**** DOCUMENT SEGMENT
My thoughts are with you both and I hope that together you can still find joy and happiness despite your multiple problems.

Stephen.
Title: Re: The end of a hobby?
Post by: stefanbuss on March 03, 2017, 03:26:54 PM
Friends,

thank you for your very warm comments, thoughts and prayers. Thank you, indeed. I do have enough stalled projects to complete (anyone remember the W.12 with the ducklings?) for the next dozen years. I will only offer kits I won't be able to start at all.

S.

Title: Re: The end of a hobby?
Post by: coyotemagic on March 04, 2017, 05:05:06 AM
I'm terribly sorry to learn of Ulrike's condition and pray for her full and speedy recovery.  Your priorities are in the right place, my friend, but I'm certain that at some point, she want you to stop fussing over her and to do something.  Modeling can be wonderful therapy.
Please give my warmest regards to your darling bride.
Cheers,
Bud
Title: Re: The end of a hobby?
Post by: Umlaufmotor on March 04, 2017, 06:25:25 AM
Stefan, ich wünsche Euch beiden nur das Allerbeste - mehr bleibt mir nicht zu sagen.  :-\

I wish you both the very best - I can not say more.
Title: Re: The end of a hobby?
Post by: GrahamB on March 04, 2017, 07:31:55 AM
This is very sad, Stefan and I hope you and Ulrike can maintain a good spirit through this (as Jamo said - Kia Kaha!). Each has to be strong for the other and if some modelling - clearly one of your other passions - can be inserted now and then into your life then it is good for you and your morale. Don't give it up entirely.
Very best wishes,
GrahamB
Title: Re: The end of a hobby?
Post by: Jimbo on March 04, 2017, 08:48:10 AM
My most sincere well wishes Stefan. Take care of your co-pilot, but do remember to take care of yourself as well. Healing thoughts and prayers coming your way.

Jimbo
Title: Re: The end of a hobby?
Post by: mike in calif on March 04, 2017, 08:57:39 AM
Stefan,
 I can only add my voice to what the others have said here. While your priority is your wife, I think you do have to keep a small part of yourself in some way.
 Best of luck.
Title: Re: The end of a hobby?
********
**** DATA TO EXAMINE
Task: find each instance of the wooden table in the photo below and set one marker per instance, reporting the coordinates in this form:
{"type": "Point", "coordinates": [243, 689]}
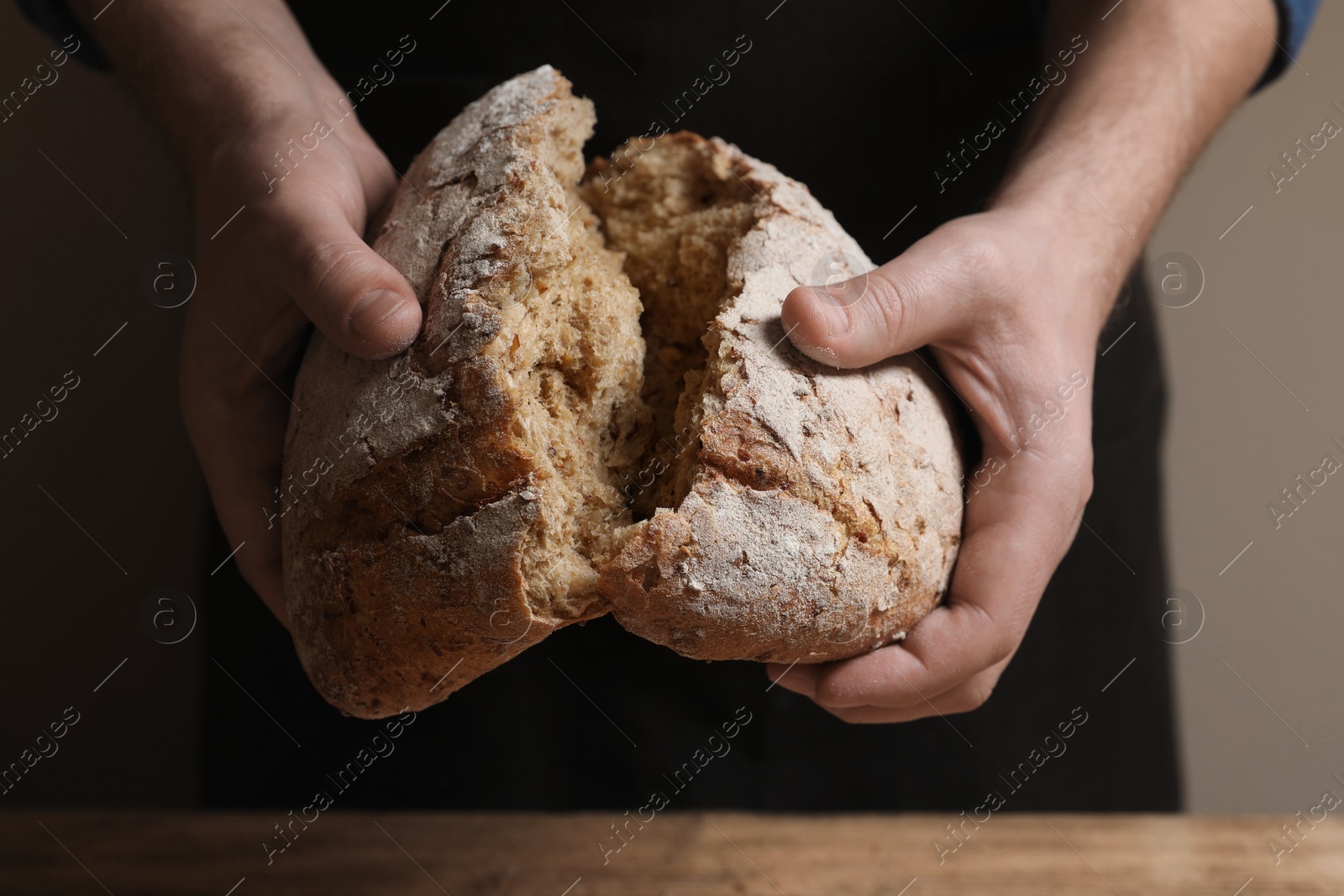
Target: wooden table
{"type": "Point", "coordinates": [683, 853]}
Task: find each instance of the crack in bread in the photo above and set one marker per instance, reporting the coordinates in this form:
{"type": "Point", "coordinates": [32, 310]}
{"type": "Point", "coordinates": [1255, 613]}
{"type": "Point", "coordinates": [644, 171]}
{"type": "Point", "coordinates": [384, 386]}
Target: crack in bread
{"type": "Point", "coordinates": [475, 493]}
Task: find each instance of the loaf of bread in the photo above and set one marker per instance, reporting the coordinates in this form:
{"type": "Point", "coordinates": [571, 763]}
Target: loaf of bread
{"type": "Point", "coordinates": [604, 414]}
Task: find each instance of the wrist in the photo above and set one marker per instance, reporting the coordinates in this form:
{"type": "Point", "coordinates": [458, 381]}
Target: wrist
{"type": "Point", "coordinates": [1088, 242]}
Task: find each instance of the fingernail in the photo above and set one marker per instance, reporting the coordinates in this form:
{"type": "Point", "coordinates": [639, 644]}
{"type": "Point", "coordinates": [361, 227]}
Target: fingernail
{"type": "Point", "coordinates": [373, 309]}
{"type": "Point", "coordinates": [835, 312]}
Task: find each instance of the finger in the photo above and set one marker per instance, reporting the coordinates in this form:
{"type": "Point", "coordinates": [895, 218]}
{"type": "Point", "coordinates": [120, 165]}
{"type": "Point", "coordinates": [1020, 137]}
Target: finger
{"type": "Point", "coordinates": [795, 678]}
{"type": "Point", "coordinates": [1016, 533]}
{"type": "Point", "coordinates": [354, 296]}
{"type": "Point", "coordinates": [921, 296]}
{"type": "Point", "coordinates": [964, 698]}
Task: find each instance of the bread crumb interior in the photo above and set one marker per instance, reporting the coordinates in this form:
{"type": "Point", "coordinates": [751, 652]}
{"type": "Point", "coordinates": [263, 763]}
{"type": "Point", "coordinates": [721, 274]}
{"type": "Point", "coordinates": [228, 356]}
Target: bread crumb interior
{"type": "Point", "coordinates": [674, 211]}
{"type": "Point", "coordinates": [612, 396]}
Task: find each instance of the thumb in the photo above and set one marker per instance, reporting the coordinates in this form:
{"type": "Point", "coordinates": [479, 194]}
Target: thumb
{"type": "Point", "coordinates": [894, 309]}
{"type": "Point", "coordinates": [354, 296]}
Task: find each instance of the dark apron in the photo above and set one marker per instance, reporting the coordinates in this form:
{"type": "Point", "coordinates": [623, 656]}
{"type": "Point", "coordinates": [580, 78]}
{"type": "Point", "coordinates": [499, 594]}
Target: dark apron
{"type": "Point", "coordinates": [860, 102]}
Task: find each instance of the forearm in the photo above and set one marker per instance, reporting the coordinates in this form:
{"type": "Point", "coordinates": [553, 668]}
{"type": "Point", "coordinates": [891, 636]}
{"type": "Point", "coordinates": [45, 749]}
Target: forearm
{"type": "Point", "coordinates": [212, 73]}
{"type": "Point", "coordinates": [1104, 150]}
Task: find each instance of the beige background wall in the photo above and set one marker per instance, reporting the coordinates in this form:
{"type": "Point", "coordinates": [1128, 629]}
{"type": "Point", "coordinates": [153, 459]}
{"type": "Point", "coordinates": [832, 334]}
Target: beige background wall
{"type": "Point", "coordinates": [1236, 437]}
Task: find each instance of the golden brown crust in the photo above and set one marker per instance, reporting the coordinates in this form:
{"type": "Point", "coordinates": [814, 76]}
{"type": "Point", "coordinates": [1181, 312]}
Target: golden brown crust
{"type": "Point", "coordinates": [824, 510]}
{"type": "Point", "coordinates": [410, 542]}
{"type": "Point", "coordinates": [450, 506]}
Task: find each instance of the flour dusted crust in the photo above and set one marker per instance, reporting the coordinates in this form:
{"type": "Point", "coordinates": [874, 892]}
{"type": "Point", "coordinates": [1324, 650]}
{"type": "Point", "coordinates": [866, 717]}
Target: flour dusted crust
{"type": "Point", "coordinates": [824, 506]}
{"type": "Point", "coordinates": [445, 532]}
{"type": "Point", "coordinates": [448, 508]}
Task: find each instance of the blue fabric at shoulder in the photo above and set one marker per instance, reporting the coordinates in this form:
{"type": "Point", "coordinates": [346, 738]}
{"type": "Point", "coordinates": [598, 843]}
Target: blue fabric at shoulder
{"type": "Point", "coordinates": [1294, 22]}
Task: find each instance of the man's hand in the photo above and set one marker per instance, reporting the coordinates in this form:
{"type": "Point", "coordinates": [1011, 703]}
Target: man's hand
{"type": "Point", "coordinates": [1008, 325]}
{"type": "Point", "coordinates": [1012, 301]}
{"type": "Point", "coordinates": [280, 226]}
{"type": "Point", "coordinates": [292, 255]}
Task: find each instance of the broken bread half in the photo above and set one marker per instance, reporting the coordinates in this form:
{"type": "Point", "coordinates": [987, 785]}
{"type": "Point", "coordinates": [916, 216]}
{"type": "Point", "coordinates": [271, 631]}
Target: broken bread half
{"type": "Point", "coordinates": [601, 414]}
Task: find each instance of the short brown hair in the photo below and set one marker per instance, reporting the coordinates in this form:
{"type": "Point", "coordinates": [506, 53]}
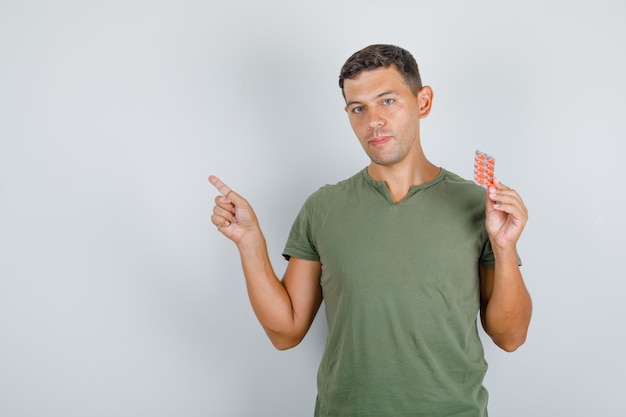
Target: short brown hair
{"type": "Point", "coordinates": [382, 56]}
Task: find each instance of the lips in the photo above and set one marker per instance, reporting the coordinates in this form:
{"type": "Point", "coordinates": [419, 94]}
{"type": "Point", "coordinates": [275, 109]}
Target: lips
{"type": "Point", "coordinates": [379, 140]}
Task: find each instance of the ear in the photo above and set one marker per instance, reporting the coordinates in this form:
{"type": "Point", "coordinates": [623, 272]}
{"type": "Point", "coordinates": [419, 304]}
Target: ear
{"type": "Point", "coordinates": [425, 101]}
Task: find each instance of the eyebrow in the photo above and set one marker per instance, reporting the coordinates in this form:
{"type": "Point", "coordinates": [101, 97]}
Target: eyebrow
{"type": "Point", "coordinates": [384, 93]}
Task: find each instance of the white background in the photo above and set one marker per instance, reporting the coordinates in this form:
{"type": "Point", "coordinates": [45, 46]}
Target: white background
{"type": "Point", "coordinates": [119, 298]}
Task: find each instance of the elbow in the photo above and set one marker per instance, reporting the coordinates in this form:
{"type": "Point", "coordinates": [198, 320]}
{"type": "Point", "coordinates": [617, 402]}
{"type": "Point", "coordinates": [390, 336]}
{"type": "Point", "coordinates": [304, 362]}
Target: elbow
{"type": "Point", "coordinates": [284, 342]}
{"type": "Point", "coordinates": [511, 343]}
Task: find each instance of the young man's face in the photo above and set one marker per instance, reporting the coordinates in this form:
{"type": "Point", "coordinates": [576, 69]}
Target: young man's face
{"type": "Point", "coordinates": [384, 114]}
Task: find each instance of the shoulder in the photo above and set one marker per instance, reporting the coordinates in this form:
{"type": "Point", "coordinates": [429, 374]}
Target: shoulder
{"type": "Point", "coordinates": [333, 191]}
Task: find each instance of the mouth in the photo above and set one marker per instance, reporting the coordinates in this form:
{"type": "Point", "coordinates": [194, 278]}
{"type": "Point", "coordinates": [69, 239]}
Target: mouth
{"type": "Point", "coordinates": [377, 141]}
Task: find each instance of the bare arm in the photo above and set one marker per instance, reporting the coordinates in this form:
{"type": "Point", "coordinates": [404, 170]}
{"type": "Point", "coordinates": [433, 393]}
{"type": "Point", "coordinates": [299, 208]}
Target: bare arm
{"type": "Point", "coordinates": [506, 307]}
{"type": "Point", "coordinates": [286, 308]}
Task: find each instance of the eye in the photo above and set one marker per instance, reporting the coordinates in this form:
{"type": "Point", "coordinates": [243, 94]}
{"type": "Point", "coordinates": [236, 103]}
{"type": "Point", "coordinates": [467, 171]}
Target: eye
{"type": "Point", "coordinates": [357, 109]}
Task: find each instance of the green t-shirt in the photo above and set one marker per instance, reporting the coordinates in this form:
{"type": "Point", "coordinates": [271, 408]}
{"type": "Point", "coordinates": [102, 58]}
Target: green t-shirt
{"type": "Point", "coordinates": [401, 291]}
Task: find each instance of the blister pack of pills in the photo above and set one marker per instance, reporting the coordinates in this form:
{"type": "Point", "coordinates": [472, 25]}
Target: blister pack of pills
{"type": "Point", "coordinates": [484, 165]}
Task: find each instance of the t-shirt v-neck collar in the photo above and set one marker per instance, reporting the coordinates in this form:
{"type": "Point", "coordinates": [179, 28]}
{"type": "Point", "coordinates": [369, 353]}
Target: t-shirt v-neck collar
{"type": "Point", "coordinates": [381, 187]}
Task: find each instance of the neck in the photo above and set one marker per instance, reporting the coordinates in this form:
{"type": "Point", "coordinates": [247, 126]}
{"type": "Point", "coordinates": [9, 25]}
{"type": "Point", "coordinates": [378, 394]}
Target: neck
{"type": "Point", "coordinates": [400, 177]}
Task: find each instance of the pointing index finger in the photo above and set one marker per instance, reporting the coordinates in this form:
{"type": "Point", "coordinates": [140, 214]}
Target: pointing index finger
{"type": "Point", "coordinates": [223, 188]}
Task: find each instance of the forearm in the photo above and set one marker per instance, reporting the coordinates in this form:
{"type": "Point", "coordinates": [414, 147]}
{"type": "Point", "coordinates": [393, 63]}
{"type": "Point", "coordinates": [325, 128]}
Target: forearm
{"type": "Point", "coordinates": [268, 296]}
{"type": "Point", "coordinates": [507, 313]}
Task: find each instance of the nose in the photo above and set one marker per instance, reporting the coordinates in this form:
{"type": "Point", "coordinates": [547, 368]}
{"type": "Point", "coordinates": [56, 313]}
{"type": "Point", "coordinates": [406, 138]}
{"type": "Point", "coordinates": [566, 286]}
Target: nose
{"type": "Point", "coordinates": [375, 119]}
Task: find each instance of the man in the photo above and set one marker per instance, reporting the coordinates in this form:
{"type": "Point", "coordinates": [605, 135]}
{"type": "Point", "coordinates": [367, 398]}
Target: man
{"type": "Point", "coordinates": [404, 253]}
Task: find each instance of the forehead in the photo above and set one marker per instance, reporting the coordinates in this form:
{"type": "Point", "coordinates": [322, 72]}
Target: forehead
{"type": "Point", "coordinates": [371, 83]}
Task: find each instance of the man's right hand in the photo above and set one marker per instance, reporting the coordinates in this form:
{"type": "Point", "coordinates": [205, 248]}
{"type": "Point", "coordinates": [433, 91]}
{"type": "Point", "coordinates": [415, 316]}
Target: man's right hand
{"type": "Point", "coordinates": [232, 214]}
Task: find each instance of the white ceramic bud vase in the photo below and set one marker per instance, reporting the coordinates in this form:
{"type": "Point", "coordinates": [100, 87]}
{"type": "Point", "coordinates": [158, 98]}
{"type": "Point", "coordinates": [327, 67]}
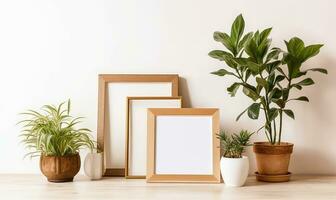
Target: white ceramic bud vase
{"type": "Point", "coordinates": [234, 171]}
{"type": "Point", "coordinates": [93, 165]}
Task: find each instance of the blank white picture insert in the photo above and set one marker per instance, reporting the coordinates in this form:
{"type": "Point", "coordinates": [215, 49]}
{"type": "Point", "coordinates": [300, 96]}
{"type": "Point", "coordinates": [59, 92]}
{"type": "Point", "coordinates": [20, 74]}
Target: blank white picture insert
{"type": "Point", "coordinates": [138, 131]}
{"type": "Point", "coordinates": [116, 119]}
{"type": "Point", "coordinates": [184, 145]}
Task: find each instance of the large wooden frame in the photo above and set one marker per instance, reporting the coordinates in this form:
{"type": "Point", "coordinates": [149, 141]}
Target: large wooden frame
{"type": "Point", "coordinates": [103, 108]}
{"type": "Point", "coordinates": [153, 117]}
{"type": "Point", "coordinates": [129, 129]}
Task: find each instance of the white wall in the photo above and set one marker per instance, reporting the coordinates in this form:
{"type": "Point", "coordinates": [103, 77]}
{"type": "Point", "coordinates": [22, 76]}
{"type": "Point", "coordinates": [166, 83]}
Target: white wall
{"type": "Point", "coordinates": [53, 50]}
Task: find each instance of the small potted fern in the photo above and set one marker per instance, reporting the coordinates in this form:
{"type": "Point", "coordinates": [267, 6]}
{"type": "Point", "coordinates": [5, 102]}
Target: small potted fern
{"type": "Point", "coordinates": [51, 134]}
{"type": "Point", "coordinates": [234, 166]}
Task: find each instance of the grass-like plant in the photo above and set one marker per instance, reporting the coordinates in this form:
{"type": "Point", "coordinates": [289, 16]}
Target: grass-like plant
{"type": "Point", "coordinates": [52, 132]}
{"type": "Point", "coordinates": [234, 145]}
{"type": "Point", "coordinates": [266, 75]}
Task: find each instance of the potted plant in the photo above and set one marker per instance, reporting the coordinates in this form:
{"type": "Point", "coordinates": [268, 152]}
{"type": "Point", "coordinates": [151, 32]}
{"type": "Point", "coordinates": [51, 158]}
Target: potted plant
{"type": "Point", "coordinates": [234, 166]}
{"type": "Point", "coordinates": [51, 134]}
{"type": "Point", "coordinates": [93, 164]}
{"type": "Point", "coordinates": [267, 76]}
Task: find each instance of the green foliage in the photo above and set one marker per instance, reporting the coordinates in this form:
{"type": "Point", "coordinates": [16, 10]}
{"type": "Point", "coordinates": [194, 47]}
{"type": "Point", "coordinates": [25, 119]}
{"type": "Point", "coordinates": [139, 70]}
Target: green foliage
{"type": "Point", "coordinates": [233, 146]}
{"type": "Point", "coordinates": [52, 132]}
{"type": "Point", "coordinates": [266, 75]}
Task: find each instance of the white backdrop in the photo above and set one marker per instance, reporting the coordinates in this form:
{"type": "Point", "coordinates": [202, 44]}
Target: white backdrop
{"type": "Point", "coordinates": [52, 50]}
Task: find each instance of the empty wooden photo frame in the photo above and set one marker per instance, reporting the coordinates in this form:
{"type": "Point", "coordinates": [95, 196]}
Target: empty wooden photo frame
{"type": "Point", "coordinates": [182, 145]}
{"type": "Point", "coordinates": [136, 135]}
{"type": "Point", "coordinates": [112, 100]}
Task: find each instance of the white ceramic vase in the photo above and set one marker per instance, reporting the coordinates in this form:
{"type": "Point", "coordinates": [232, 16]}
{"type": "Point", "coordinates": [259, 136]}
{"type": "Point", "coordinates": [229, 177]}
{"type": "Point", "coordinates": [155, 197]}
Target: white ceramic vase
{"type": "Point", "coordinates": [234, 170]}
{"type": "Point", "coordinates": [93, 165]}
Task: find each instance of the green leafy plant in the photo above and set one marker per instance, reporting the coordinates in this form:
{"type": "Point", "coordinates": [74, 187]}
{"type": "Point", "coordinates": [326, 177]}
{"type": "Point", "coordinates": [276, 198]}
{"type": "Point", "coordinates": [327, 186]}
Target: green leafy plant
{"type": "Point", "coordinates": [233, 146]}
{"type": "Point", "coordinates": [52, 132]}
{"type": "Point", "coordinates": [266, 75]}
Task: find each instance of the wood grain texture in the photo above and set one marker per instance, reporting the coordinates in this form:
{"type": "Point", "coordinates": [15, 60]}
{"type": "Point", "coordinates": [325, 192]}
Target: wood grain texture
{"type": "Point", "coordinates": [36, 187]}
{"type": "Point", "coordinates": [128, 131]}
{"type": "Point", "coordinates": [151, 145]}
{"type": "Point", "coordinates": [103, 81]}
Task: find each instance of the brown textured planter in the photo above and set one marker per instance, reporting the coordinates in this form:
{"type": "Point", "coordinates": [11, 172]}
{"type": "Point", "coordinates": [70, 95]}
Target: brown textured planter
{"type": "Point", "coordinates": [60, 168]}
{"type": "Point", "coordinates": [273, 160]}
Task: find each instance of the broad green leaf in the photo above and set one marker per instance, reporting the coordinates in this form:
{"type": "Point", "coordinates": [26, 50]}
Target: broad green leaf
{"type": "Point", "coordinates": [253, 110]}
{"type": "Point", "coordinates": [262, 82]}
{"type": "Point", "coordinates": [237, 29]}
{"type": "Point", "coordinates": [238, 117]}
{"type": "Point", "coordinates": [273, 113]}
{"type": "Point", "coordinates": [295, 46]}
{"type": "Point", "coordinates": [263, 49]}
{"type": "Point", "coordinates": [222, 72]}
{"type": "Point", "coordinates": [251, 49]}
{"type": "Point", "coordinates": [226, 41]}
{"type": "Point", "coordinates": [250, 93]}
{"type": "Point", "coordinates": [281, 103]}
{"type": "Point", "coordinates": [299, 87]}
{"type": "Point", "coordinates": [276, 93]}
{"type": "Point", "coordinates": [253, 67]}
{"type": "Point", "coordinates": [279, 78]}
{"type": "Point", "coordinates": [289, 113]}
{"type": "Point", "coordinates": [247, 74]}
{"type": "Point", "coordinates": [264, 34]}
{"type": "Point", "coordinates": [285, 93]}
{"type": "Point", "coordinates": [243, 41]}
{"type": "Point", "coordinates": [233, 89]}
{"type": "Point", "coordinates": [302, 98]}
{"type": "Point", "coordinates": [274, 54]}
{"type": "Point", "coordinates": [219, 54]}
{"type": "Point", "coordinates": [272, 66]}
{"type": "Point", "coordinates": [306, 82]}
{"type": "Point", "coordinates": [321, 70]}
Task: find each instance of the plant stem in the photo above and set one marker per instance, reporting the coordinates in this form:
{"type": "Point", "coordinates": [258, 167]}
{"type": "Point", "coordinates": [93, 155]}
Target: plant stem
{"type": "Point", "coordinates": [280, 131]}
{"type": "Point", "coordinates": [275, 133]}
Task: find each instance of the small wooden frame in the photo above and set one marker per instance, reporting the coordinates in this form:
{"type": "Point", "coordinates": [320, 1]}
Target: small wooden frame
{"type": "Point", "coordinates": [136, 131]}
{"type": "Point", "coordinates": [112, 116]}
{"type": "Point", "coordinates": [183, 146]}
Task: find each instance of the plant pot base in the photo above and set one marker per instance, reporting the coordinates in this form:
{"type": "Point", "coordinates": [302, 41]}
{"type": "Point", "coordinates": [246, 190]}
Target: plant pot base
{"type": "Point", "coordinates": [273, 178]}
{"type": "Point", "coordinates": [60, 180]}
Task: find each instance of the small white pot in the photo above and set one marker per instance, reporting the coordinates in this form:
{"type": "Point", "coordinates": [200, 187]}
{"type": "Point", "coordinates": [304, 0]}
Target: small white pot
{"type": "Point", "coordinates": [234, 170]}
{"type": "Point", "coordinates": [93, 165]}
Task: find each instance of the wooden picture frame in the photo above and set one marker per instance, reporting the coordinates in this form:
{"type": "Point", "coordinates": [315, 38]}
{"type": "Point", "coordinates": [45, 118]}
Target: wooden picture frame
{"type": "Point", "coordinates": [112, 92]}
{"type": "Point", "coordinates": [183, 145]}
{"type": "Point", "coordinates": [136, 131]}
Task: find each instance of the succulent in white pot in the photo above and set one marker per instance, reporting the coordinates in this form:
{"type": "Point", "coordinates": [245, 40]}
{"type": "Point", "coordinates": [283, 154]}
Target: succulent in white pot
{"type": "Point", "coordinates": [234, 166]}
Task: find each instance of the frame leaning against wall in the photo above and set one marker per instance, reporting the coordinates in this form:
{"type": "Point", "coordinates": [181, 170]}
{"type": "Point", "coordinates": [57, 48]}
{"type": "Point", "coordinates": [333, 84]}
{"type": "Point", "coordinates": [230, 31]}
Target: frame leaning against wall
{"type": "Point", "coordinates": [137, 127]}
{"type": "Point", "coordinates": [105, 124]}
{"type": "Point", "coordinates": [171, 156]}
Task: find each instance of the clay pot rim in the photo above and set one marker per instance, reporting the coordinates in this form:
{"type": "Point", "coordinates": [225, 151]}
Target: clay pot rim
{"type": "Point", "coordinates": [268, 144]}
{"type": "Point", "coordinates": [70, 155]}
{"type": "Point", "coordinates": [242, 158]}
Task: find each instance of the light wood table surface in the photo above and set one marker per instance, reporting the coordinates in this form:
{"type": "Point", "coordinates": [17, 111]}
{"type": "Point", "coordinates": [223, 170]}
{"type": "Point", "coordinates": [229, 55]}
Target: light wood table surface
{"type": "Point", "coordinates": [36, 187]}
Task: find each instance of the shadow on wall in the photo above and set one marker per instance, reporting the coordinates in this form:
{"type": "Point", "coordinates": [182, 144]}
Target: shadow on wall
{"type": "Point", "coordinates": [317, 131]}
{"type": "Point", "coordinates": [308, 161]}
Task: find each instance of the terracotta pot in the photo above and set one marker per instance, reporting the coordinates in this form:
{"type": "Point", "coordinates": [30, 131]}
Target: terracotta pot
{"type": "Point", "coordinates": [272, 159]}
{"type": "Point", "coordinates": [60, 168]}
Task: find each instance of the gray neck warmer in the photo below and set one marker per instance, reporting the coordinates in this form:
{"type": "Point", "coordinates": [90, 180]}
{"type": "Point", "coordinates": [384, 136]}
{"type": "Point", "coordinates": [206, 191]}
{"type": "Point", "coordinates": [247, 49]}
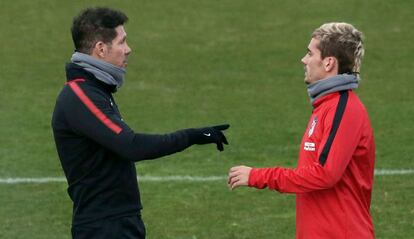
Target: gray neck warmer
{"type": "Point", "coordinates": [332, 84]}
{"type": "Point", "coordinates": [103, 71]}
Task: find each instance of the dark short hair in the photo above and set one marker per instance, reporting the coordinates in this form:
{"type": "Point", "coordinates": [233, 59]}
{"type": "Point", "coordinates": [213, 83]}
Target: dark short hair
{"type": "Point", "coordinates": [95, 24]}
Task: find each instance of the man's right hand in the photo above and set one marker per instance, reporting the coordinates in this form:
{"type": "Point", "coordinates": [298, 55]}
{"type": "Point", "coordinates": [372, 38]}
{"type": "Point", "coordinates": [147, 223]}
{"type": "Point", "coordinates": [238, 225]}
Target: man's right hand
{"type": "Point", "coordinates": [209, 135]}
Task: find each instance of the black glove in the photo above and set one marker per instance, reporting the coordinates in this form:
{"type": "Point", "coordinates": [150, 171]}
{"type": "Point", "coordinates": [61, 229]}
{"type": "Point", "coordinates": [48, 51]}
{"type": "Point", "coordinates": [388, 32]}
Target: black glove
{"type": "Point", "coordinates": [209, 135]}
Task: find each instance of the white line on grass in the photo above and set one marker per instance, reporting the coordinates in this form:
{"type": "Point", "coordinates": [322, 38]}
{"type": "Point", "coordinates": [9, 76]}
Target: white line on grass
{"type": "Point", "coordinates": [175, 178]}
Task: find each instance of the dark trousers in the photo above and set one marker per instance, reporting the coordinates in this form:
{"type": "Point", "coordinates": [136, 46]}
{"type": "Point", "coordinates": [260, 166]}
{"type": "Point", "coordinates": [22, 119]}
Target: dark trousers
********
* **EXERCISE PROMPT**
In the forum thread, which stalled project does stefanbuss ask whether anyone remembers?

* **OUTPUT BELOW**
The W.12 with the ducklings.